= TASK SET =
(1) Edit the COVID passage: write it out again starting with "The neighbourhoods hard" and going on through "of the Beaches.", with "hit" replaced by "affected".
(2) Please turn the paragraph of the COVID passage that begins "“Working from home” is not an option" into a short bulleted list that keeps its main facts.

= TEXT UNDER STUDY =
The neighbourhoods hard hit by COVID include Rouge, Woburn, Glenfield-Jane Heights, Mount Olive-Silverstone-Jamestown, Milliken, West Humber-Clairville, as well as Weston. 

The ones least hit include the Beaches, the Danforth, the Annex, Yonge-Eglinton and most of the downtown core. While numbers have changed weekly, the infection rate in Weston has been as high as 18 times that of the Beaches.

This data shows a city increasingly divided by race and class. It also highlights the division between those who have privilege and those who don’t.

“Working from home” is not an option for many low-wage workers. Many don’t have the luxury of an actual house with an “office” and the digital opportunity for meetings with colleagues via Zoom.

Home can often be a small, cramped apartment in a high-rise building which hasn’t been updated in decades. Home can be a multi-generational family sharing one or two bedrooms. Home can be in a neighbourhood where the only TTC service is a crowded bus, or where there is a lack of testing facilities, or a lack of adequate heath services in general.

= INFORMATION SUPPLIED =
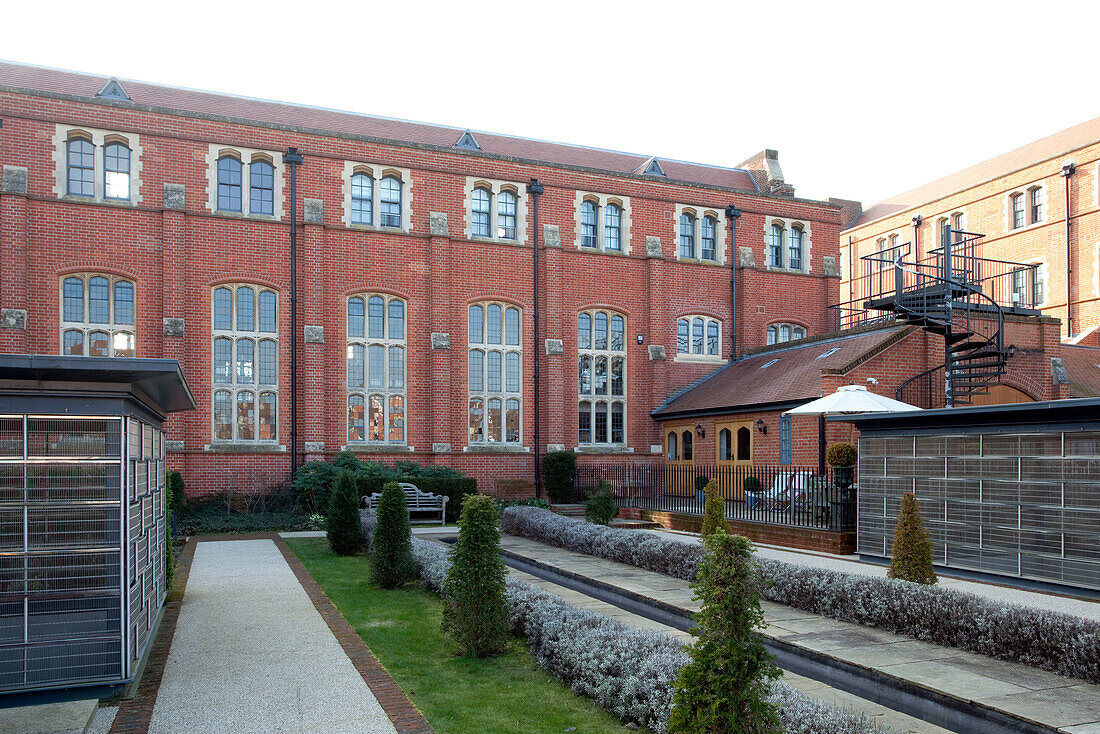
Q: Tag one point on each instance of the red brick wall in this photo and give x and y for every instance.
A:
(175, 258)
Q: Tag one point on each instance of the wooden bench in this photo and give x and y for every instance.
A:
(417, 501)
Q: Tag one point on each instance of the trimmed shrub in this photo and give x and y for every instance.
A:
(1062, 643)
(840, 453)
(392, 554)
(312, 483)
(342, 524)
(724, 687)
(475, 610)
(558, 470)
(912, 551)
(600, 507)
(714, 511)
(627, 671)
---
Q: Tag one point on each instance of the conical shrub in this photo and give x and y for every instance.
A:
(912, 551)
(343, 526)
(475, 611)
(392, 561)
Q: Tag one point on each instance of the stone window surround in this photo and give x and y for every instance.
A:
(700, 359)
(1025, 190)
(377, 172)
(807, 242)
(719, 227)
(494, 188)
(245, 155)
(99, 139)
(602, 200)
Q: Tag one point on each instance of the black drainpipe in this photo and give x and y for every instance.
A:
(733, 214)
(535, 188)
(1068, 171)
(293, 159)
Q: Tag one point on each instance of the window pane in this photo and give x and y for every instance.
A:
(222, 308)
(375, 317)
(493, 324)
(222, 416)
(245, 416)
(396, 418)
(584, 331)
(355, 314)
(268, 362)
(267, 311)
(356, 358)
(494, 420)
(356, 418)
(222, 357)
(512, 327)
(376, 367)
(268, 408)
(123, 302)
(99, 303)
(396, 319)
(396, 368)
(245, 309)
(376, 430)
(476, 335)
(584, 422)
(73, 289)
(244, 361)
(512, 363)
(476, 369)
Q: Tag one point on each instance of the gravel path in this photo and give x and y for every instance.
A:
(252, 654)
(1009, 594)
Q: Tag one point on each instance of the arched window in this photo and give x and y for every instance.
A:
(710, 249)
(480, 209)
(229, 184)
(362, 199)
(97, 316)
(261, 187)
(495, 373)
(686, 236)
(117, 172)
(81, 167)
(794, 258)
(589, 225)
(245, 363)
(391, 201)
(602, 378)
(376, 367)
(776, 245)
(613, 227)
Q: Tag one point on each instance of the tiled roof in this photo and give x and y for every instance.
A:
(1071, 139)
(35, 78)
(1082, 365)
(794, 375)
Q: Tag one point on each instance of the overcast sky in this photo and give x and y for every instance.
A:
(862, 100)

= ANSWERS BY TASK =
(1)
The neighbourhoods hard affected by COVID include Rouge, Woburn, Glenfield-Jane Heights, Mount Olive-Silverstone-Jamestown, Milliken, West Humber-Clairville, as well as Weston. 

The ones least affected include the Beaches, the Danforth, the Annex, Yonge-Eglinton and most of the downtown core. While numbers have changed weekly, the infection rate in Weston has been as high as 18 times that of the Beaches.

(2)
- "Working from home" is not an option for many low-wage workers.
- Many lack an actual house with an "office."
- Many lack the digital opportunity to meet with colleagues via Zoom.